At the end of the day, Roberts got it right. Obamacare is a tax. It's a terrible tax, and a terrible law. But courts do not exist to save us from the shitty decisions the politicians we elected make.

Well, I agree and disagree. If you look at some of the earlier discussions I say that the ruling isn't necessarily totally a loss, because by framing it as a tax it forces congress to own up to it being a tax, and therefore the repubs can argue that the dems raised taxes,and unpopular ones at that.

But in thinking about the ruling it makes less and less sense logically, because the second question was whether the Supreme Court could even hear the case. And that was predicated on whether it was a tax or a penalty. IF a tax, then presumably no case could be brought until the taxes were in fact paid. And the Supreme Court seemed to suggest that in fact, it could be heard because it was a penalty and not a tax. It kind of throws logic on it's head if its not tax for the purposes of whether a case can be brought before the court, but then suddenly becomes a tax when it comes to whether the case is constitutional because of the congresses power to tax.
Shouldn't the case have been made that since it is a tax, no case can be brought before the court until the tax is in fact paid? And if the court decides that it's a penalty and thus can hear the case, that kind of refutes the idea that it can be deemed a tax later.

jr565 said...

As tribe said, and as Calypso linked to:
Tribe also noted an interesting point made by Judge Brett Kavanaugh of the D.C. Circuit (who ultimately found no jurisdiction to rule on Obamacare at the current time, pursuant to the Anti-Injunction Act). Judge Kavanaugh noted that the health care law would be clearly constitutional if, instead of “mandating” the purchase of health insurance, it simply operated as nothing more than a tax penalty, telling the citizen, “It’s your choice: you can purchase health insurance, or you can take a hit come tax time.” In Tribe’s view, this is really what the Act effectively does, and so it should be upheld for this reason.

### Aim 1
Find every line in the records below that contains the string "curving", and copy each of those lines. Case counts.

### Provided data
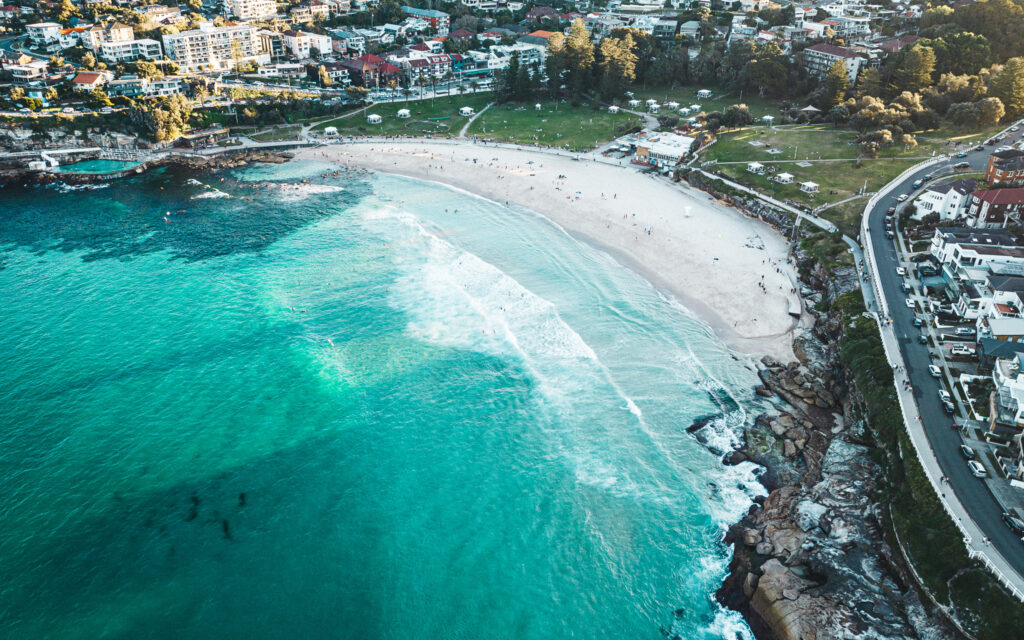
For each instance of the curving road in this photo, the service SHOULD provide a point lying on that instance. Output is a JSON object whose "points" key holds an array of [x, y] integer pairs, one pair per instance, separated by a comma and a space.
==
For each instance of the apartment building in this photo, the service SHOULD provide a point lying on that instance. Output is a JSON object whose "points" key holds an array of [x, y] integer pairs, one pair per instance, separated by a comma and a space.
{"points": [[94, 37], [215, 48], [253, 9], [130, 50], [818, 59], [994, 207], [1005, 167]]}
==
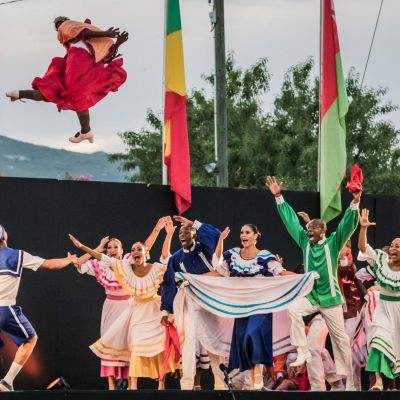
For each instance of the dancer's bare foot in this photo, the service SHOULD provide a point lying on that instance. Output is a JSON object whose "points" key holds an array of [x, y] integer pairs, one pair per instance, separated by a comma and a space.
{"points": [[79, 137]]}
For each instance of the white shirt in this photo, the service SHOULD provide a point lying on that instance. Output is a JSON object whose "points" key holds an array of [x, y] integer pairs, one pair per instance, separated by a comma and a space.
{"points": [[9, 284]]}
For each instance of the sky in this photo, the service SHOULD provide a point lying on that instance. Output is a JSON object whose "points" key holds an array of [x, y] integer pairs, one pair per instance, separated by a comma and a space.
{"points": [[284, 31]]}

### Aim 2
In the discussion of the Obamacare ruling, under what act did Judge Kavanaugh find no jurisdiction to rule on Obamacare at the current time?

### Final answer 1
For each instance of the curving road in this photo, the service SHOULD provide a point lying on that instance. Output is a JSON object whose "points" key holds an array of [x, y] integer pairs, one pair per instance, separated by a comma and a space.

### Final answer 2
The Anti-Injunction Act.